▶ ENTRIES SHOWN

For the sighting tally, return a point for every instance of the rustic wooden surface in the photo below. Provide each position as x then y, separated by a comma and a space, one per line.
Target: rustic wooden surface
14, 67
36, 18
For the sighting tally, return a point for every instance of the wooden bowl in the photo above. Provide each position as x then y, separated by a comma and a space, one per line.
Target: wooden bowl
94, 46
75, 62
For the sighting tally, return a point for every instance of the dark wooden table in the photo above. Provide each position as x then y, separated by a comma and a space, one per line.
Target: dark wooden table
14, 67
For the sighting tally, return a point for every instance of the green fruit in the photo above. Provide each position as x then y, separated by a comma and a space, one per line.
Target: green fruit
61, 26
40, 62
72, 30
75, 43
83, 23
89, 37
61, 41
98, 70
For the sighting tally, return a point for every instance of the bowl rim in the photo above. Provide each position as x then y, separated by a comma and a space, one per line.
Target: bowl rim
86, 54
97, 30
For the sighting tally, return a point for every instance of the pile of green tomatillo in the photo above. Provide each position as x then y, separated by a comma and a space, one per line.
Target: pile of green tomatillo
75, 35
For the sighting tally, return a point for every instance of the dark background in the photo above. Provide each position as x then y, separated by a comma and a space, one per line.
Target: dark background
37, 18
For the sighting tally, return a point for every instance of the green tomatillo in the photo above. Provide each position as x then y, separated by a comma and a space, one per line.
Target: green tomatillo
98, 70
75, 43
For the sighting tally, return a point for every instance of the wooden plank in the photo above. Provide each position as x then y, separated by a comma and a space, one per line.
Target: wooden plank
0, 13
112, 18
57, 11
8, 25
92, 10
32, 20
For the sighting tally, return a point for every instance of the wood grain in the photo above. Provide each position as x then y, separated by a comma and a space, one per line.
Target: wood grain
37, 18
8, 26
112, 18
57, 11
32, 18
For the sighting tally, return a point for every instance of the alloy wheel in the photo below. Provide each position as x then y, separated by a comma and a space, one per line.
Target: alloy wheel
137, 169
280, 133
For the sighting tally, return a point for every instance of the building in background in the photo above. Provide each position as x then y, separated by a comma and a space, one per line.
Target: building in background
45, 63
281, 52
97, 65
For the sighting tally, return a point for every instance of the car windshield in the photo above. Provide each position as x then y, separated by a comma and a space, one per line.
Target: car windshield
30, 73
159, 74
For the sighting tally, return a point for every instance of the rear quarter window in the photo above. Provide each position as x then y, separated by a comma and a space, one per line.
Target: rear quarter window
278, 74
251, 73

▶ TASK DETAILS
Rewrite all of the material above, renaming "sighting tally" to "spotting log" wherever it occurs and leaving every other word unchanged.

▶ FULL SOLUTION
For the spotting log, return a point for every instance of the rustic wooden surface in the photo below. Provide each position as x then y, separated by a comma and a space, one per line.
Target: rustic wooden surface
14, 67
36, 18
For the spotting log, return a point for every instance of the wooden bowl in the photo above. Provide each position as x then y, separated by a comma and a space, one per line.
Target: wooden bowl
94, 46
75, 62
For the spotting log, return a point for every instance of the dark wooden table in the photo above. Provide each position as x then y, separated by a comma and a space, one per line.
Target: dark wooden table
14, 67
For the spotting log, return a point for every instance of the green fruit in the photo above. Provide each position as x then y, separated by a comma and a space, one per line.
Target: green fruit
61, 26
40, 62
72, 30
75, 43
83, 23
89, 37
61, 41
98, 70
For the spotting log, return a point for every instance of the bowl rim in the photo above. Provide each position as x then y, separated by a comma and a space, one per line.
Target: bowl rim
86, 54
97, 30
For the spotting log, return a point for every instance of the pile of green tomatillo in the photo above. Provide each position as x then y, separated by a comma and a space, one per line.
Target: pile of green tomatillo
75, 35
For the spotting log, return a point for every instance of the dark background in the photo above. Provide each position as x then y, separated by a comma and a space, one per line.
Target: dark background
37, 18
For the spotting log, return a point for every instance of the green tomatillo in the photo above. Provide each position as x then y, separated by a comma and a space, one per line.
Target: green tomatillo
98, 70
75, 43
For the spotting log, return a point for every instance of the wooden plank in the photo above. Provide each position as x then y, separated by a comma and a space, one per line.
Target: wooden plank
0, 13
112, 18
57, 11
8, 25
92, 10
32, 20
For the spotting log, return a point for every instance of the wood grain in the photo above. Provide each position as x then y, separated by a comma and a space, one per line.
Target: wood grain
37, 18
8, 26
112, 18
57, 11
32, 18
For the spotting log, return a point for every instance of the alloy wheel in the photo below. Provide each position as x then y, separated by a comma and a space, one per line.
Target: alloy wheel
137, 169
280, 133
For the spotting log, return a point for every instance of the building in background in the photo above. Provide each position as x then y, separated by a comma and a space, one per line.
Target: building in background
45, 63
281, 52
97, 65
For the spotting log, return a point for every instance of the car windshield in the photo above. Provide each position as x then y, separated by a comma and a space, one per line.
Target: car windshield
30, 73
159, 74
For the spotting log, return a point for every instance of the rear quarter window in the photo above. Provide each position as x then y, separated by a comma and a space, one per line.
Target: rear quarter window
278, 74
251, 73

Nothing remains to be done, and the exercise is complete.